◆ **TASK DIRECTIONS**
From the records below, please return each line that holds the word "sign".

◆ **DATA SHOWN**
--

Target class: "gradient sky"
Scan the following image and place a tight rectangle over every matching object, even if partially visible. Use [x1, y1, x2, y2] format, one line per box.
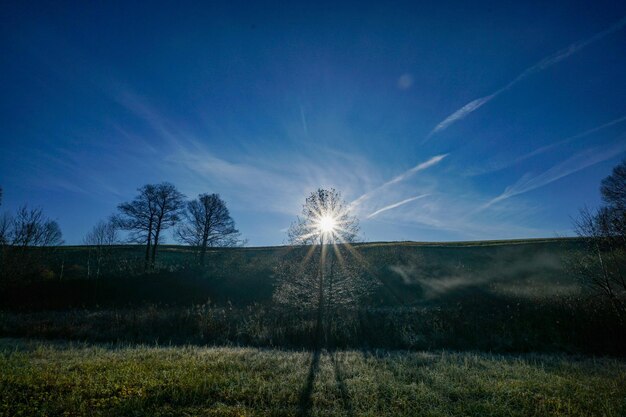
[1, 1, 626, 246]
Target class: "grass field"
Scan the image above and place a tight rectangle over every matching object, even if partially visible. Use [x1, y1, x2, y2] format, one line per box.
[3, 238, 585, 309]
[1, 338, 624, 417]
[2, 239, 624, 415]
[1, 238, 624, 354]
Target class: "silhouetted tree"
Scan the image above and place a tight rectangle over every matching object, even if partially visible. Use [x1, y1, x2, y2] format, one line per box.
[116, 184, 157, 270]
[0, 205, 63, 286]
[176, 193, 242, 265]
[287, 188, 359, 245]
[0, 187, 7, 246]
[599, 159, 626, 239]
[84, 219, 119, 279]
[150, 183, 185, 266]
[274, 188, 375, 345]
[9, 206, 63, 247]
[601, 160, 626, 210]
[572, 159, 626, 321]
[116, 183, 185, 270]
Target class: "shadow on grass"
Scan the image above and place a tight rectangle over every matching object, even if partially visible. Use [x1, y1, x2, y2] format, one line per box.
[331, 350, 354, 417]
[298, 349, 321, 417]
[297, 349, 356, 417]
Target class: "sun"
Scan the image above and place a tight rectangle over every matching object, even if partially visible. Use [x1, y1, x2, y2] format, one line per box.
[318, 214, 337, 234]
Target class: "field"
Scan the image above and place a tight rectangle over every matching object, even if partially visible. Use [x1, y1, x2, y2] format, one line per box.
[3, 238, 623, 354]
[1, 339, 625, 417]
[2, 238, 586, 309]
[1, 238, 625, 416]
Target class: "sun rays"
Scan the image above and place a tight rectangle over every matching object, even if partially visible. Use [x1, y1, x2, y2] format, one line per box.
[318, 215, 337, 235]
[296, 207, 355, 245]
[288, 189, 360, 246]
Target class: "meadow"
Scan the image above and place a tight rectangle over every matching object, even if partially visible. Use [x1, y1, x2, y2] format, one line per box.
[1, 339, 625, 417]
[1, 238, 586, 309]
[1, 238, 624, 354]
[2, 238, 625, 416]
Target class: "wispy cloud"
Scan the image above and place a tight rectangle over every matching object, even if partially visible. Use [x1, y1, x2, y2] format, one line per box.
[367, 194, 430, 218]
[351, 154, 448, 207]
[426, 16, 626, 138]
[480, 139, 626, 210]
[299, 105, 308, 136]
[428, 95, 495, 138]
[387, 154, 449, 186]
[467, 114, 626, 176]
[367, 190, 549, 240]
[514, 115, 626, 162]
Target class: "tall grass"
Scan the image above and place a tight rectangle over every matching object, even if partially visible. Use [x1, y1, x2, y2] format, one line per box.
[1, 294, 623, 354]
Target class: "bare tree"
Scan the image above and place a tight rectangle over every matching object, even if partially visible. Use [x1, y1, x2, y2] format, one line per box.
[0, 205, 63, 285]
[0, 186, 8, 245]
[0, 213, 9, 246]
[599, 159, 626, 240]
[116, 182, 184, 270]
[176, 193, 242, 265]
[10, 206, 63, 247]
[116, 184, 157, 270]
[572, 159, 626, 321]
[150, 183, 185, 266]
[84, 219, 119, 279]
[573, 207, 626, 318]
[274, 188, 375, 345]
[601, 159, 626, 210]
[287, 188, 359, 245]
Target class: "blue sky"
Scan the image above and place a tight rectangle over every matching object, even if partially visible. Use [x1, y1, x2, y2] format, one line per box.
[1, 1, 625, 246]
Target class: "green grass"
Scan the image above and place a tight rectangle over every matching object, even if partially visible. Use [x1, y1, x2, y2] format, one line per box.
[1, 338, 624, 417]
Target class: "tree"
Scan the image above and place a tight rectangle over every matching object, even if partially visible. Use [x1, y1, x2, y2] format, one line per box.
[84, 219, 119, 279]
[287, 188, 359, 245]
[9, 206, 63, 247]
[601, 159, 626, 210]
[116, 183, 184, 270]
[0, 205, 63, 285]
[274, 188, 375, 345]
[175, 193, 242, 265]
[599, 159, 626, 240]
[116, 184, 157, 270]
[150, 183, 185, 266]
[572, 159, 626, 321]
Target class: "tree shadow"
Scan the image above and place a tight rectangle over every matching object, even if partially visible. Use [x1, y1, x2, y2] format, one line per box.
[331, 350, 355, 417]
[297, 349, 355, 417]
[298, 349, 321, 417]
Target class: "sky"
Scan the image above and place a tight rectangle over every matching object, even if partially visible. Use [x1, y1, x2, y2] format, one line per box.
[1, 1, 625, 246]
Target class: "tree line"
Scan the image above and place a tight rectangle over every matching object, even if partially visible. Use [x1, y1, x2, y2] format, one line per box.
[0, 182, 243, 283]
[111, 182, 242, 270]
[0, 191, 64, 285]
[2, 160, 626, 330]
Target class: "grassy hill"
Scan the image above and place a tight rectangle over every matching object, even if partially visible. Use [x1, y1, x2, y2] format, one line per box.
[4, 237, 620, 354]
[9, 237, 582, 308]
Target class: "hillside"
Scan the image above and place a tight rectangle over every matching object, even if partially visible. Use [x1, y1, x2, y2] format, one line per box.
[2, 238, 584, 309]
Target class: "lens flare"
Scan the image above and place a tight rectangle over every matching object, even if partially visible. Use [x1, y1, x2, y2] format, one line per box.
[318, 215, 337, 234]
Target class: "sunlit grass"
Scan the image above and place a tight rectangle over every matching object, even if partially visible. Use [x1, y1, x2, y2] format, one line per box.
[1, 338, 624, 417]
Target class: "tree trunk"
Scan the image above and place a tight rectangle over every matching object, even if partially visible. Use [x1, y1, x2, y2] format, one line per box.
[200, 235, 209, 266]
[315, 238, 325, 348]
[144, 218, 153, 272]
[326, 248, 334, 346]
[151, 226, 160, 268]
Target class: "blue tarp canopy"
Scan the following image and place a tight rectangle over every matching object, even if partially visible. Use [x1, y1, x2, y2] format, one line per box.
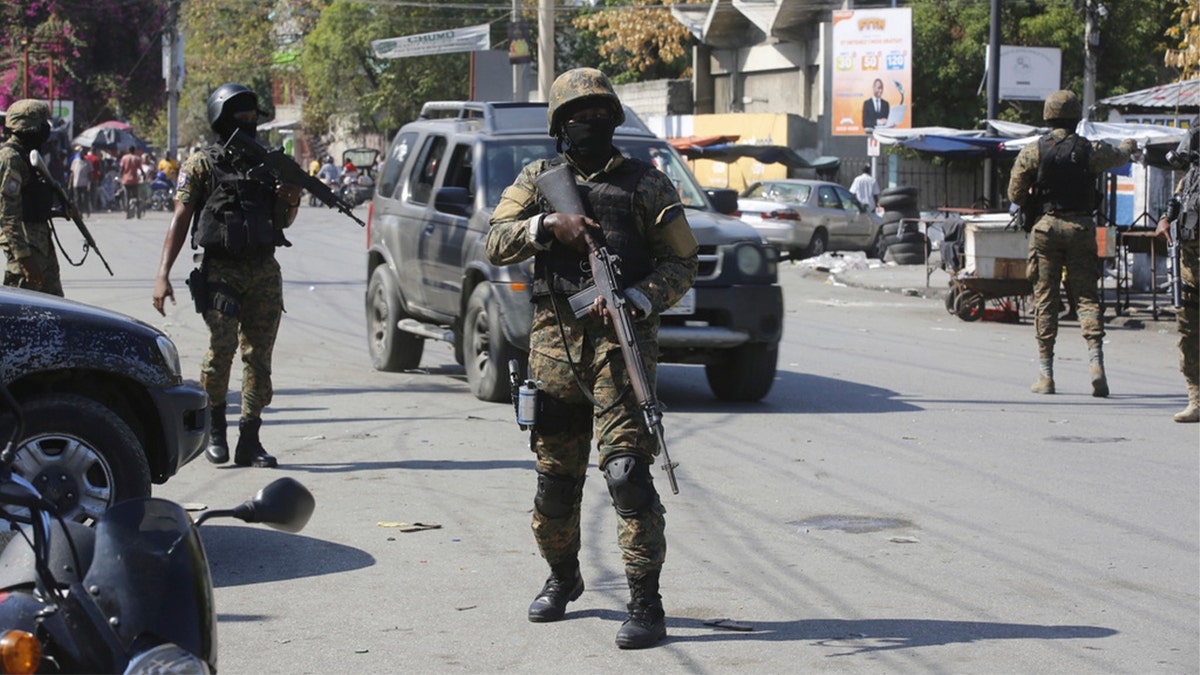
[675, 143, 841, 171]
[895, 134, 1015, 159]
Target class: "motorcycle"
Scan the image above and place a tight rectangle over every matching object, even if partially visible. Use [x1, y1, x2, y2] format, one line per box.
[0, 383, 315, 674]
[338, 170, 373, 208]
[149, 171, 175, 211]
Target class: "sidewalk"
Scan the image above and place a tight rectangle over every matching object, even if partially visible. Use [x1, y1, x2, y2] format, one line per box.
[785, 250, 1177, 328]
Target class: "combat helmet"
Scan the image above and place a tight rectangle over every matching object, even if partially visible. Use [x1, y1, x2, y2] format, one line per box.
[4, 99, 50, 133]
[546, 68, 624, 137]
[206, 83, 265, 133]
[1043, 90, 1083, 122]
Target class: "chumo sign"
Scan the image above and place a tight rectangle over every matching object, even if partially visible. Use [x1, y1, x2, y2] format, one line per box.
[371, 24, 490, 59]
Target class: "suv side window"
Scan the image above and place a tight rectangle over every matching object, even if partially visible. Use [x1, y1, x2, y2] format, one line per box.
[378, 131, 416, 199]
[444, 143, 473, 192]
[409, 135, 447, 205]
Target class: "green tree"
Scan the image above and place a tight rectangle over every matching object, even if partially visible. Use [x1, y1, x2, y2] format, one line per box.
[911, 0, 1176, 128]
[299, 0, 505, 137]
[1165, 0, 1200, 78]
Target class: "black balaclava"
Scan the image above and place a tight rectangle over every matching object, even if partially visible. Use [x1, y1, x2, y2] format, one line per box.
[15, 122, 51, 151]
[217, 94, 259, 141]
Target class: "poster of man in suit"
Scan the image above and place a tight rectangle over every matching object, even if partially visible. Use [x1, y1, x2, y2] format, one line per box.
[831, 8, 912, 136]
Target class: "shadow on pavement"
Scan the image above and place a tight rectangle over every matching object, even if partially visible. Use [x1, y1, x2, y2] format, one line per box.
[658, 365, 923, 415]
[202, 525, 373, 589]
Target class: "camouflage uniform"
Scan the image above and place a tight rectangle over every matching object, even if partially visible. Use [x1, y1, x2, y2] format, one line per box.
[0, 100, 63, 297]
[1009, 125, 1134, 393]
[487, 152, 698, 576]
[175, 149, 285, 419]
[1166, 165, 1200, 421]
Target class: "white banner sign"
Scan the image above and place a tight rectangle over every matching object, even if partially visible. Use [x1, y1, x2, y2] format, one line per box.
[994, 45, 1062, 102]
[371, 24, 490, 59]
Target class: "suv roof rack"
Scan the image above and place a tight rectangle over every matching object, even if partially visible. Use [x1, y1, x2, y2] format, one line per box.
[415, 100, 656, 138]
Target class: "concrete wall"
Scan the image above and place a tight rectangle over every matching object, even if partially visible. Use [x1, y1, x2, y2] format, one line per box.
[614, 79, 693, 120]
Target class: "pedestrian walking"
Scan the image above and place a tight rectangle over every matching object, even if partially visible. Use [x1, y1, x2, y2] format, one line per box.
[0, 99, 65, 296]
[1007, 89, 1136, 397]
[69, 146, 91, 216]
[151, 83, 302, 468]
[849, 164, 879, 211]
[485, 68, 699, 650]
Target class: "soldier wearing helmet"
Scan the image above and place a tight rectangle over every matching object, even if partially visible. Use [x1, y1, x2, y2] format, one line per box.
[0, 99, 65, 296]
[1154, 118, 1200, 423]
[1008, 89, 1136, 398]
[485, 68, 698, 650]
[152, 83, 302, 469]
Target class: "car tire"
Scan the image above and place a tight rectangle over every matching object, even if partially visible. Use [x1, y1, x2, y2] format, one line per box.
[465, 282, 523, 403]
[705, 342, 778, 402]
[880, 221, 901, 238]
[367, 266, 424, 371]
[877, 193, 917, 210]
[803, 229, 829, 258]
[880, 186, 918, 197]
[7, 394, 151, 524]
[945, 284, 960, 315]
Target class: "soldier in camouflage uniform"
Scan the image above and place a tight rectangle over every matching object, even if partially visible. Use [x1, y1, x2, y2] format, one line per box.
[152, 83, 301, 468]
[1008, 90, 1135, 397]
[486, 68, 698, 650]
[0, 100, 64, 297]
[1155, 122, 1200, 423]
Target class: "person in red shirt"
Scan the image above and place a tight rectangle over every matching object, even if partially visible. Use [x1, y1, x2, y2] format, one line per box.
[119, 147, 142, 217]
[84, 148, 101, 212]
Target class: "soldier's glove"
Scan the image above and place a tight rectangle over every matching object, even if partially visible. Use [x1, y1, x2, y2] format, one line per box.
[541, 212, 597, 255]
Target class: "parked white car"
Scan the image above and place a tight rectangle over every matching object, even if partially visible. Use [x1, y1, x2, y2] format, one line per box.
[736, 179, 886, 259]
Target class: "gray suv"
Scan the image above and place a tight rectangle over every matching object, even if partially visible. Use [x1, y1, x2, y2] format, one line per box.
[366, 101, 783, 402]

--

◆ **RESPONSE TO THE EXERCISE**
Target class: "chumo sign"
Target class: "white banner sign"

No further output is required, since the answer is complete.